* WORK TO COMPLETE
Copy the records from the first line through the line containing "<point>168,133</point>", substituting "child's hand" for "boy's hand" and leaving everything else unchanged.

##############################

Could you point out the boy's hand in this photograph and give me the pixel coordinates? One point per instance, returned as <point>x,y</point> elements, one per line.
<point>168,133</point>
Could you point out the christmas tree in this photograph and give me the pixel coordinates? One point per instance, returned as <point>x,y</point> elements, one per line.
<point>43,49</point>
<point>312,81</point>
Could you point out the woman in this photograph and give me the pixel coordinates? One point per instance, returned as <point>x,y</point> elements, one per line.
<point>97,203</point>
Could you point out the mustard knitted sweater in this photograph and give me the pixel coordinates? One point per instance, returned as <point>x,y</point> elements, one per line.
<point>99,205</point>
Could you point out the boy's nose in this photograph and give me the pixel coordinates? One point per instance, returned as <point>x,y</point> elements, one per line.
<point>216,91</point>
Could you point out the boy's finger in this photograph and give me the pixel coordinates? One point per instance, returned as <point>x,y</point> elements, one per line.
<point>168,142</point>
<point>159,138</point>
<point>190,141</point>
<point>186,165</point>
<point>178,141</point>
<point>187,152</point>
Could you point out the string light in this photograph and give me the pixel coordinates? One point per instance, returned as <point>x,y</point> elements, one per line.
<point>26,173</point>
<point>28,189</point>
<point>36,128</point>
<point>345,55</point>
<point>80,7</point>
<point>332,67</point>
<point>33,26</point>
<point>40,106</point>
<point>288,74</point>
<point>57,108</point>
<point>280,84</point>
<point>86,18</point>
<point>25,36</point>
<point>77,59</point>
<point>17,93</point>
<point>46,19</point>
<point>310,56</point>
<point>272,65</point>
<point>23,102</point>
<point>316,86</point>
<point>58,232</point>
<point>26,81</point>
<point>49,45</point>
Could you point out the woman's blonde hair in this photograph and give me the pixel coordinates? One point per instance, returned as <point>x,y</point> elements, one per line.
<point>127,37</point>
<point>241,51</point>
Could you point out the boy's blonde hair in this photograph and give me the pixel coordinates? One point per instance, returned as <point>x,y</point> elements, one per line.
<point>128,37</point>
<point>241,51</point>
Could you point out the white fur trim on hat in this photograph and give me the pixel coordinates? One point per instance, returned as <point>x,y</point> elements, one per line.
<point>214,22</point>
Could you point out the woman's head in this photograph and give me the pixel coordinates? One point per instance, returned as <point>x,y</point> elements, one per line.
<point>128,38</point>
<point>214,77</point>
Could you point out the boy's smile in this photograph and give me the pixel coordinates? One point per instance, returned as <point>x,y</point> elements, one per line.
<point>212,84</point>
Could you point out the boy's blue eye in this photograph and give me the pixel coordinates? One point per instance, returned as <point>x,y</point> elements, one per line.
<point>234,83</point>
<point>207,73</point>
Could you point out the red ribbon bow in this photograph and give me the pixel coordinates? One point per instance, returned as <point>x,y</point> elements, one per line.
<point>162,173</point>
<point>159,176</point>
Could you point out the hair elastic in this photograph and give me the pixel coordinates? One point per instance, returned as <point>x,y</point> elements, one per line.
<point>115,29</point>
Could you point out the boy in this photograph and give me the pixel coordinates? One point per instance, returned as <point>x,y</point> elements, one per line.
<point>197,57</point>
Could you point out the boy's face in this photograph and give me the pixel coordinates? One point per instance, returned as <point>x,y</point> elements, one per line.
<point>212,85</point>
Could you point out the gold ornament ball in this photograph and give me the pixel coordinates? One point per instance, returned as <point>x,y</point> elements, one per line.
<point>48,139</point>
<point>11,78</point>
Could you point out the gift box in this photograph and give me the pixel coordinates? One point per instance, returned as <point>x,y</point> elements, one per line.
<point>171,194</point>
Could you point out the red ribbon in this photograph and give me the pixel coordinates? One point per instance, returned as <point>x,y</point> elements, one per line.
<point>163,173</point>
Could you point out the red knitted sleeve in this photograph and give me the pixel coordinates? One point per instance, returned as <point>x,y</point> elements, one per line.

##############################

* RESPONSE TO THIS EXERCISE
Could you point out the child's hand in this photograph and give me the pixel coordinates? One point per instance, returned as <point>x,y</point> elements, one per line.
<point>168,133</point>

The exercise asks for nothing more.